PROBLEM TO SOLVE: Lay out the lines of the listing below as a numbered list, leaving out any blank lines, covering only the stretch from the line containing "of the stone" through the line containing "x=517 y=807", both included.

Dataset excerpt:
— Begin —
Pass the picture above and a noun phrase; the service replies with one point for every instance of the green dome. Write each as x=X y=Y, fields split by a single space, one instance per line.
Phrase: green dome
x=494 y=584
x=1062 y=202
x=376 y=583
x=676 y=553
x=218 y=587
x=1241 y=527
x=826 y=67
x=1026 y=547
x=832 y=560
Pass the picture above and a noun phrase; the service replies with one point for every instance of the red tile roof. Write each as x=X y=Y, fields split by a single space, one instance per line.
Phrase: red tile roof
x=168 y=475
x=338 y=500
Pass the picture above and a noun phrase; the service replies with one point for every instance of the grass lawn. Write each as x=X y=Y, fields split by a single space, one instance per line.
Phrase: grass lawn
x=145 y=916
— End —
— Begin —
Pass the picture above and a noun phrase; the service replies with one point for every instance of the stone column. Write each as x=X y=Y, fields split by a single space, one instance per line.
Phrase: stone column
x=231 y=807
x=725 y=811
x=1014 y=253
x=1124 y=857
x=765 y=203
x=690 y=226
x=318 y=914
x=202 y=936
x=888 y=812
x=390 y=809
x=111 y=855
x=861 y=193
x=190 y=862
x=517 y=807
— End —
ANSWER FOR THE TASK:
1. Pass the picture above and a noun phrase; the service replies with one point for every instance of the stone column. Write each as x=X y=Y, fields split by a single space, one instance per line.
2. Phrase: stone column
3. x=231 y=807
4. x=725 y=811
5. x=1014 y=253
6. x=1124 y=857
7. x=765 y=203
8. x=690 y=226
9. x=318 y=914
10. x=202 y=936
11. x=888 y=812
12. x=390 y=809
13. x=111 y=855
14. x=861 y=193
15. x=190 y=862
16. x=517 y=807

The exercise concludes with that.